**TRAVAIL À FAIRE**
**a)** Répondez aux questions suivantes sur l'extrait consacré à l'album de Moses Belanger :
(i) Sur combien de chansons la chanteuse Thaïs Sala est-elle en vedette ?
(ii) Quel est le titre de la seule chanson qui met uniquement en vedette Moses Belanger ?
(iii) Qu'a-t-il toujours mis avant n'importe quoi d'autre dans sa vie, selon ses propos ?
**b)** Reproduisez sans rien changer le passage de l'extrait sur l'album de Moses Belanger qui commence à « Bien au-delà de » et se termine à « de longue date. ».

**TEXTE FOURNI**
Bien au-delà de l’apport du camp à son processus de production, Belanger voulait, avec Fullum, proposer un album de rencontres musicales. On y retrouve également la présence de la chanteuse marocaine Thaïs Sala (en vedette sur trois chansons), du chanteur montréalais Papaflavor (du duo Bet.E & Stef), et du DJ et producteur montréalais The Holy, un collaborateur de longue date.

Une seule chanson de cet album « solo » met uniquement en vedette Moses Belanger : Si je mens je meurs, sur laquelle il prend le micro pour une toute première fois. « J’avais toujours été un peu gêné d’utiliser ma voix. J’ai travaillé avec tellement de chanteurs incroyables, je ne me sentais pas de taille.  Mais quand j’ai réalisé que je n’avais aucune chanson juste de moi, j’ai décidé de surmonter ça. J’ai pris le micro et j’ai fredonné une mélodie. »

Le texte a mis du temps avant d’arriver à sa forme finale. « C’est un texte très personnel, qui explique mon parcours dans la musique. En fait, ça raconte que j’ai toujours mis la musique avant n’importe quoi d’autre dans ma vie : j’avais pas de temps pour l’amour, y’a des jobs que j’ai refusées… J’ai vécu beaucoup de solitude aussi à travers ça aussi… » confie-t-il. « Je voulais que mon texte – surtout que c’est mon premier – soit fort et profond. »

Jusqu’à maintenant, on peut dire que le jeu en aura valu la chandelle.

**DONNÉES SOURCES**
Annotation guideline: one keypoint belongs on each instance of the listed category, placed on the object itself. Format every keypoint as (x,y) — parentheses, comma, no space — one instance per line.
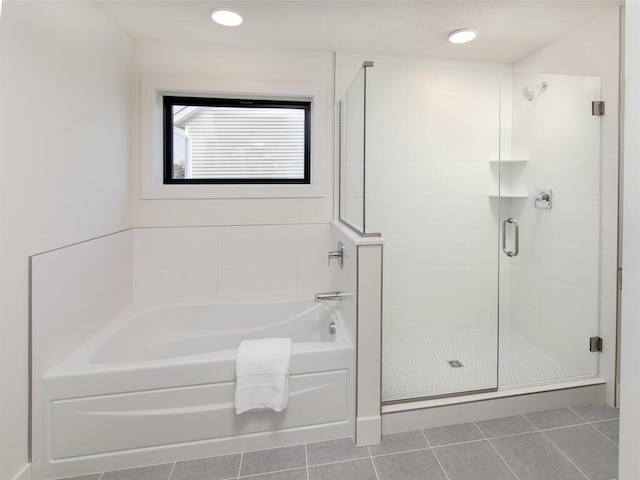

**RÉPONSES**
**a)**
(i) Sur trois chansons.
(ii) Si je mens je meurs.
(iii) La musique.

**b)**
Bien au-delà de l’apport du camp à son processus de production, Belanger voulait, avec Fullum, proposer un album de rencontres musicales. On y retrouve également la présence de la chanteuse marocaine Thaïs Sala (en vedette sur trois chansons), du chanteur montréalais Papaflavor (du duo Bet.E & Stef), et du DJ et producteur montréalais The Holy, un collaborateur de longue date.